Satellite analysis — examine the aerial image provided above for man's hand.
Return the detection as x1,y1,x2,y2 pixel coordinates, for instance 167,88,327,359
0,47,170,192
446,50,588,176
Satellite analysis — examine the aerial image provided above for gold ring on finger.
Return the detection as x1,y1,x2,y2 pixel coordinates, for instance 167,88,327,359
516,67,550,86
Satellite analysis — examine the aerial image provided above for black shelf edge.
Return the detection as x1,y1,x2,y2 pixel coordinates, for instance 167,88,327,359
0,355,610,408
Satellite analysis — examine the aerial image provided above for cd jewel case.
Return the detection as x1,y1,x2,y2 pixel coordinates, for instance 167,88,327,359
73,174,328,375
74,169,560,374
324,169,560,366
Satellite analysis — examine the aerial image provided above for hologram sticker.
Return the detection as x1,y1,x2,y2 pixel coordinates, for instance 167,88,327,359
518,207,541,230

----------

__Requirement__
Please repeat each line above exactly.

__Response__
Satellite analysis — examine the aerial image provided above for man's hand.
Return the detection as x1,y1,x2,y2 pixel coordinates, for instance 167,88,327,359
0,47,170,192
446,50,588,176
Satellite analysis — examine the aerial image provided above for gold ring on finger.
Return the detection as x1,y1,x2,y2 pixel coordinates, for instance 167,88,327,359
516,67,550,86
Satellite analysis — examine the aerial image provided above for black shelf edge.
Return the detection as x1,y1,x2,y2 pixel coordinates, for instance 167,88,327,359
0,355,610,408
Satellite analysis — examine the aerial image provided above for cd jewel case.
Return the detection as x1,y1,x2,y2 pixel coordinates, for instance 167,88,327,359
73,174,328,375
74,169,560,374
324,169,560,366
Satellite analysis — examine the aerial image provided above for hologram sticker.
Return the detection as x1,y1,x2,y2 pixel coordinates, for instance 167,88,327,359
518,207,541,230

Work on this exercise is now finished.